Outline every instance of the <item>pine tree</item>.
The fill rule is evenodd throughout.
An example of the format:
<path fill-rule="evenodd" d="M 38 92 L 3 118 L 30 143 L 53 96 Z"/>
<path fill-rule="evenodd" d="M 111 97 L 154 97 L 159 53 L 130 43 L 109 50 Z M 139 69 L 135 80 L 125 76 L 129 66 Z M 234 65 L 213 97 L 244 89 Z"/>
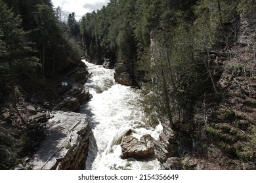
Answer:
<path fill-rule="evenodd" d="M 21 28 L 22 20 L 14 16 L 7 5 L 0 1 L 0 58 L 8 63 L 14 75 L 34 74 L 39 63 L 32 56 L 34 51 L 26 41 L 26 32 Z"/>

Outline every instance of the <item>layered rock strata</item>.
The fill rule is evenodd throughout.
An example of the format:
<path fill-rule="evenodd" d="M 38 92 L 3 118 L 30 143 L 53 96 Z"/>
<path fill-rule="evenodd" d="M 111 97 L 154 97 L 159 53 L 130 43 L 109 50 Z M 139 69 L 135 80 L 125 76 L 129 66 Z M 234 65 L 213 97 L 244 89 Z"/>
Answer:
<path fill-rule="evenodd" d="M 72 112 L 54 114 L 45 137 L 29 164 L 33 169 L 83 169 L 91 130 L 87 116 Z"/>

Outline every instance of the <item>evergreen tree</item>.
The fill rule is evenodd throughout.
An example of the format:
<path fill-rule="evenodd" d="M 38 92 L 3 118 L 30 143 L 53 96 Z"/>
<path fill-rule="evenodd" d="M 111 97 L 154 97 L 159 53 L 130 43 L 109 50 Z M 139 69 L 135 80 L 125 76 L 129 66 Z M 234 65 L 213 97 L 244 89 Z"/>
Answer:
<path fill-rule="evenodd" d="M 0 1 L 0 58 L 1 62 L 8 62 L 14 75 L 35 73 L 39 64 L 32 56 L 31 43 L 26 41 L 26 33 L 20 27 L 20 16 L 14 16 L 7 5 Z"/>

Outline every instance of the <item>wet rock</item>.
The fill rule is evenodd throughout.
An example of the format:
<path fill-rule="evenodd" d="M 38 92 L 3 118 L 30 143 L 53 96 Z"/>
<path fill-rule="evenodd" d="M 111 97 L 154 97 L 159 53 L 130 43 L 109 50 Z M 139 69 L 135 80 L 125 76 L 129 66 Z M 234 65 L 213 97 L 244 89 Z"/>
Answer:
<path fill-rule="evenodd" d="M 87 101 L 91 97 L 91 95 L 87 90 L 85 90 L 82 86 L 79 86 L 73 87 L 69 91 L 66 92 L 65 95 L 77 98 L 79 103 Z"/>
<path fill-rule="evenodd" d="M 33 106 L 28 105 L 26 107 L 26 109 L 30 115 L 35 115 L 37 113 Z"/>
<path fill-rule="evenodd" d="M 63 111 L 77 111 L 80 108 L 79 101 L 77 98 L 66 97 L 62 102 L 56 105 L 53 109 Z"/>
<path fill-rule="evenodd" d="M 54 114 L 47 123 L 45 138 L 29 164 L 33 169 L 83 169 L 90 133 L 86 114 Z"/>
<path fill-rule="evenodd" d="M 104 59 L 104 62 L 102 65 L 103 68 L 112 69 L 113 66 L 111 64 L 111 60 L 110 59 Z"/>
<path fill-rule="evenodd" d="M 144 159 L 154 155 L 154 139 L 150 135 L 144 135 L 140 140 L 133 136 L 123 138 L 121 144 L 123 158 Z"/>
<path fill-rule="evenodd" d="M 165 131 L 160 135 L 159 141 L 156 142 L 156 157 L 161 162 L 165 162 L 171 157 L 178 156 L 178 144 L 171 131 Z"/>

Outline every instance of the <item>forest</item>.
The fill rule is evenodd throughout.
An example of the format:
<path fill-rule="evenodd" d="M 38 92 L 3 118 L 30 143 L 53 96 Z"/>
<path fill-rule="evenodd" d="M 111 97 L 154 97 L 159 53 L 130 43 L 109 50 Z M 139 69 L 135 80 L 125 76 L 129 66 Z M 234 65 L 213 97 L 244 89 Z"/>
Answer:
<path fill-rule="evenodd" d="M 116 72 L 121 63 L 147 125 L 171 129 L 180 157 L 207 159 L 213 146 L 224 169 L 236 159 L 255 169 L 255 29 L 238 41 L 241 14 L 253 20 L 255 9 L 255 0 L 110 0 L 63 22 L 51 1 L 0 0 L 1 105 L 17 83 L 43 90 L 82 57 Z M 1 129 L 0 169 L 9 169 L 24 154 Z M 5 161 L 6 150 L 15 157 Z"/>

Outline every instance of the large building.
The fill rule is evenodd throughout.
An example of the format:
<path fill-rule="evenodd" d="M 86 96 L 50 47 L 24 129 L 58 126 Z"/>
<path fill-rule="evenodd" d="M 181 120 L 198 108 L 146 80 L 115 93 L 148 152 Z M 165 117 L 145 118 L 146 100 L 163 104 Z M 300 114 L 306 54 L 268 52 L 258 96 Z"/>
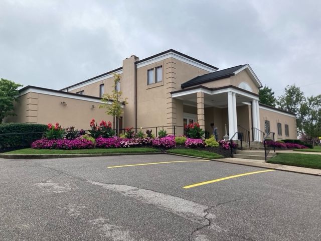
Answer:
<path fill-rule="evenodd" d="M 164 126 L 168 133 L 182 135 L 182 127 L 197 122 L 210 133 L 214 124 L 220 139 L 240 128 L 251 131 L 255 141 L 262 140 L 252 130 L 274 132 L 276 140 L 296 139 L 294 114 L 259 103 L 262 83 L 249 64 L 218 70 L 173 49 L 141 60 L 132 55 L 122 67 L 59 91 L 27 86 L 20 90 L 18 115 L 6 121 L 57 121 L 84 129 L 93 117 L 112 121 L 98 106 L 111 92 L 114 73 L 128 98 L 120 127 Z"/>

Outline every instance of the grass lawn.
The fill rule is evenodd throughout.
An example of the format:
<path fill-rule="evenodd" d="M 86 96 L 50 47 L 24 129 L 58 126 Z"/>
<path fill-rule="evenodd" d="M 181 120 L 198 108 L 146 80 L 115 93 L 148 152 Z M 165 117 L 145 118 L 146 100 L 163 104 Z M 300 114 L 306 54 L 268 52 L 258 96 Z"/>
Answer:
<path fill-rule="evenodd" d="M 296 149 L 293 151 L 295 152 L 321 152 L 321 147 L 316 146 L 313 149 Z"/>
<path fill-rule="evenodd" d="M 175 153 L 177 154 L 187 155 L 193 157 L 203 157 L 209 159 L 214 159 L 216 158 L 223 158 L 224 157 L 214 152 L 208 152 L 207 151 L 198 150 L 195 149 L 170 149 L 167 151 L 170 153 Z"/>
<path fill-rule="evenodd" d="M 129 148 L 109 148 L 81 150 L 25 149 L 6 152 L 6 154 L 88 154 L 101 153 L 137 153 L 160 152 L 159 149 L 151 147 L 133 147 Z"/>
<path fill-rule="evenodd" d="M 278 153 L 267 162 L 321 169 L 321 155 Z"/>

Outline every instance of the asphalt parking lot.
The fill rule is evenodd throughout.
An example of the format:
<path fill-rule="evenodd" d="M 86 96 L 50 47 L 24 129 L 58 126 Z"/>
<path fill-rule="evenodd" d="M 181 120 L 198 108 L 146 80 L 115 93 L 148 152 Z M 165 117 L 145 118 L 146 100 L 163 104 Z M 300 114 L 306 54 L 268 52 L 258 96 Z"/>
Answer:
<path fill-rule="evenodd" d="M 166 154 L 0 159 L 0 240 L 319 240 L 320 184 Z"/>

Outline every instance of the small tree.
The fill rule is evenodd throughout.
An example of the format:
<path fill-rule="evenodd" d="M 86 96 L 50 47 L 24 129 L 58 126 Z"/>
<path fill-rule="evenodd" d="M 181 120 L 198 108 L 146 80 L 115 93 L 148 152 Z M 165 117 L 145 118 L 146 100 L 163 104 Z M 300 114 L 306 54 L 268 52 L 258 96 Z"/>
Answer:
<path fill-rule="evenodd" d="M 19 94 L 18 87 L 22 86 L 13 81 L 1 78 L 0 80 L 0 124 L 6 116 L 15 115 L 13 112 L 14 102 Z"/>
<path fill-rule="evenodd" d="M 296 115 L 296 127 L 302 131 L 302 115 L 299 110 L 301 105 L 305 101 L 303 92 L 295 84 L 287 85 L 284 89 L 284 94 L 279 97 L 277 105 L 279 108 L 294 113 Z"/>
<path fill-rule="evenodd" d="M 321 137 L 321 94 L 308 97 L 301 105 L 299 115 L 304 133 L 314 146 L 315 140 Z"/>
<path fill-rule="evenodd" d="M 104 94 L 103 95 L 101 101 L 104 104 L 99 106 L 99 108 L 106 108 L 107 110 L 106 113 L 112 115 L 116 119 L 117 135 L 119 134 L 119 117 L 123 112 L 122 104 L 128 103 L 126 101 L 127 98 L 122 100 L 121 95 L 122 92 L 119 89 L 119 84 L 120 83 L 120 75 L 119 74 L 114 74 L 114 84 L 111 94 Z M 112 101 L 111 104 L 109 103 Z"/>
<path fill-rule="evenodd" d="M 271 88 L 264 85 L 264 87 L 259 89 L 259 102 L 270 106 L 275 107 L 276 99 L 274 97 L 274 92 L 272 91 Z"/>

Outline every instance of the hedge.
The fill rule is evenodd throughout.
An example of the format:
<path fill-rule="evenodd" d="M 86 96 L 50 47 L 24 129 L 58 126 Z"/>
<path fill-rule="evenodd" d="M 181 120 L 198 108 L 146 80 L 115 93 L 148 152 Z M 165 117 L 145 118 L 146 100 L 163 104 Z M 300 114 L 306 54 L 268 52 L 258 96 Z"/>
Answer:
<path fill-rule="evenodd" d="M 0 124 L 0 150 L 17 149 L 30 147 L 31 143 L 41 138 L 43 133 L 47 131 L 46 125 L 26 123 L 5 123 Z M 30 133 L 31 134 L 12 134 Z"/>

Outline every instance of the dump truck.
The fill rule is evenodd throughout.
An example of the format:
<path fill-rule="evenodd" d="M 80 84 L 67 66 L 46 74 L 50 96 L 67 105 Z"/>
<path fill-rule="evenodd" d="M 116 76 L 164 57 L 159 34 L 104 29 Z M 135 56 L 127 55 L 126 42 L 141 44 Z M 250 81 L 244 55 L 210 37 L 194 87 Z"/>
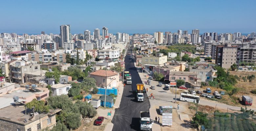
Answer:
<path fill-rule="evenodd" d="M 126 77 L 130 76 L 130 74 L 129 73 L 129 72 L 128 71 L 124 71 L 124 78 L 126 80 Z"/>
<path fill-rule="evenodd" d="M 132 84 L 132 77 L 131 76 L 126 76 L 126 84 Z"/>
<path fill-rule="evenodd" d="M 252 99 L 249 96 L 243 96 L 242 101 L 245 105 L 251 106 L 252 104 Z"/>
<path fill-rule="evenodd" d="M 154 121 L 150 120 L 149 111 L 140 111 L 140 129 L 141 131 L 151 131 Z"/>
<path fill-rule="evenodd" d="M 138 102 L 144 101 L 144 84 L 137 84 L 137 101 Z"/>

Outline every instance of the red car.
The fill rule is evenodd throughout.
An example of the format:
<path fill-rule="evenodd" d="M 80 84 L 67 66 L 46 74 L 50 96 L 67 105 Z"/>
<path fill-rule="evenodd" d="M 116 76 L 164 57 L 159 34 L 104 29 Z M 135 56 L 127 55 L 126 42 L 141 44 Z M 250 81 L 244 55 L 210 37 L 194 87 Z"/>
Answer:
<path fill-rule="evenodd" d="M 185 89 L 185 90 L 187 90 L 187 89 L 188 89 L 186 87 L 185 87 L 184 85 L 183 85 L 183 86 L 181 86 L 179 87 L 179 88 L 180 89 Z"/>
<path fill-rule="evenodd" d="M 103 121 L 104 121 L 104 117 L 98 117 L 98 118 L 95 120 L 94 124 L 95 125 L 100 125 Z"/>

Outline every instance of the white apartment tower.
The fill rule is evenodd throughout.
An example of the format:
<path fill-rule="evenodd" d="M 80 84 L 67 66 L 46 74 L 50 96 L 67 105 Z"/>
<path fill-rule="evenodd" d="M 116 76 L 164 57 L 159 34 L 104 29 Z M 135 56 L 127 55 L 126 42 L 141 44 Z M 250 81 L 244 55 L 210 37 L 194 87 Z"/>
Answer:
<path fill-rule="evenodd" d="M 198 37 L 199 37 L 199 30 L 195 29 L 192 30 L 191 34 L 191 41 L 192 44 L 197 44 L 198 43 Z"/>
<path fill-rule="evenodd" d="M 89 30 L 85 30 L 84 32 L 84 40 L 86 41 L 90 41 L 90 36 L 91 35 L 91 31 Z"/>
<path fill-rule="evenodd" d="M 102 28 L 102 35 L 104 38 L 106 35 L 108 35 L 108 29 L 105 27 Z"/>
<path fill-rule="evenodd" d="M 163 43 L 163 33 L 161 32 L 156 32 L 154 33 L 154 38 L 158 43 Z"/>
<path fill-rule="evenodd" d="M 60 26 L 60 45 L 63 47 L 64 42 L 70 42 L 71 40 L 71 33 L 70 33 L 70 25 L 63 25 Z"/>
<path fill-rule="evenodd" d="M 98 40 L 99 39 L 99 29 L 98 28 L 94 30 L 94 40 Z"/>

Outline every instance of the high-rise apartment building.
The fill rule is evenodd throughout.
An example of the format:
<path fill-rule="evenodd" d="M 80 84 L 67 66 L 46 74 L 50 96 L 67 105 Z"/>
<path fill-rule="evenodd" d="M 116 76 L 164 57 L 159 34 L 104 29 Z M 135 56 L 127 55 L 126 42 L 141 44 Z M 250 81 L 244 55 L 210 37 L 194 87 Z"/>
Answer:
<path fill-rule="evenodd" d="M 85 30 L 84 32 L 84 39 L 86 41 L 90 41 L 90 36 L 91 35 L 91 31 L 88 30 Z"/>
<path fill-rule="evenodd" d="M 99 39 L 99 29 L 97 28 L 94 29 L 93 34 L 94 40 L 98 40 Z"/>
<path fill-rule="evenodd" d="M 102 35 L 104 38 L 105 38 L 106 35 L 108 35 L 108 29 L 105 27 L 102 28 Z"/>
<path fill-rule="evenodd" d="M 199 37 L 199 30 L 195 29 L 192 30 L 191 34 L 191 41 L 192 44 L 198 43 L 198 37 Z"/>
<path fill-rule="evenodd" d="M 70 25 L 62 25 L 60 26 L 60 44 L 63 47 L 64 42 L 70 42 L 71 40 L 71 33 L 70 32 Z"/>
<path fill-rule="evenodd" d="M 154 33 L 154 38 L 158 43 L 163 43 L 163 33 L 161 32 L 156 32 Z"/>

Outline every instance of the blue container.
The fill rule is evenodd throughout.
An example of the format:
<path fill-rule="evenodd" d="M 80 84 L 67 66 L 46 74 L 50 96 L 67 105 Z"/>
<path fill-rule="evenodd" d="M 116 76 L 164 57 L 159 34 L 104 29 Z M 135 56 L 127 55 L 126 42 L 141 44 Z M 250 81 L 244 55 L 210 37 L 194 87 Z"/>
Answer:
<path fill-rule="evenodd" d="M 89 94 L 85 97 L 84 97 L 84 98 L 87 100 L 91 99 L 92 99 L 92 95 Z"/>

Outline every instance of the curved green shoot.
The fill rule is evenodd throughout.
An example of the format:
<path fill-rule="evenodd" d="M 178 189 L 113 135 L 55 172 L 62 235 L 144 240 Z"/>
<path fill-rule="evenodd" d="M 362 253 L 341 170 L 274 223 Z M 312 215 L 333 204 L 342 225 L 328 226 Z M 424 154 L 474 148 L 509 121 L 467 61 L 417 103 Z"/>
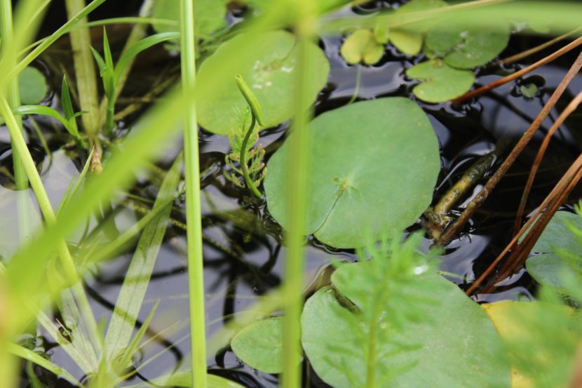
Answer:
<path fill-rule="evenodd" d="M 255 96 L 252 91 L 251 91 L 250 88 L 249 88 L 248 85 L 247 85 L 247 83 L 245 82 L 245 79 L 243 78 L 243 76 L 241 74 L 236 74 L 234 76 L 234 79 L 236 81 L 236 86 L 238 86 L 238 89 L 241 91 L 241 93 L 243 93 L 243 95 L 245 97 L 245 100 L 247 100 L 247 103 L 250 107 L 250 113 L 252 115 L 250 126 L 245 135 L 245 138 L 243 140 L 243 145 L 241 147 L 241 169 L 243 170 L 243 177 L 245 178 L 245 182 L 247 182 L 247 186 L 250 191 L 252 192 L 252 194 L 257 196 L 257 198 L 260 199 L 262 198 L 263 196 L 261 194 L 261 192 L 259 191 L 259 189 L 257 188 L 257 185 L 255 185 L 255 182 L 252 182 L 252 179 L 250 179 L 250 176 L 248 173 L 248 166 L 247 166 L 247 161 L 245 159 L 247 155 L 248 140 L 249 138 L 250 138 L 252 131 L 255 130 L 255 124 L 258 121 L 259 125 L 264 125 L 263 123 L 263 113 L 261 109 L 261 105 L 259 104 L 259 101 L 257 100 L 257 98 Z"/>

━━━━━━━━━━━━━━━━

:: BRIEF ::
Rewrite the data from the line containing "Outline every instance of the <item>wet" to the line containing "165 131 L 160", both included, as a Markdown table with the columns Row and Data line, skipping blank lines.

:: RESPONSE ::
| Row | Data line |
|---|---|
| 1 | Outline every instance of the <item>wet rock</item>. |
| 2 | The fill rule is evenodd throughout. |
| 3 | An example of the format: |
| 4 | <path fill-rule="evenodd" d="M 38 92 L 3 118 L 30 143 L 53 96 Z"/> |
| 5 | <path fill-rule="evenodd" d="M 111 97 L 154 97 L 159 53 L 130 43 L 109 50 Z M 139 69 L 135 80 L 125 76 L 129 66 Z M 234 65 L 213 97 L 244 89 Z"/> |
| 6 | Answer: |
| 7 | <path fill-rule="evenodd" d="M 87 101 L 91 97 L 91 95 L 87 90 L 85 90 L 82 86 L 79 86 L 73 87 L 69 91 L 66 92 L 65 95 L 77 98 L 79 103 Z"/> |
| 8 | <path fill-rule="evenodd" d="M 33 106 L 28 105 L 26 107 L 26 109 L 30 115 L 35 115 L 37 113 Z"/> |
| 9 | <path fill-rule="evenodd" d="M 63 111 L 77 111 L 80 108 L 79 101 L 77 98 L 66 97 L 62 102 L 56 105 L 53 109 Z"/> |
| 10 | <path fill-rule="evenodd" d="M 54 114 L 47 123 L 45 138 L 29 164 L 33 169 L 83 169 L 90 133 L 86 114 Z"/> |
| 11 | <path fill-rule="evenodd" d="M 104 59 L 104 62 L 102 65 L 103 68 L 112 69 L 113 66 L 111 64 L 111 60 L 110 59 Z"/> |
| 12 | <path fill-rule="evenodd" d="M 144 159 L 154 155 L 154 139 L 150 135 L 144 135 L 140 140 L 133 136 L 123 138 L 121 144 L 123 158 Z"/> |
| 13 | <path fill-rule="evenodd" d="M 165 131 L 160 135 L 159 141 L 156 142 L 156 157 L 161 162 L 165 162 L 171 157 L 178 156 L 178 144 L 171 131 Z"/> |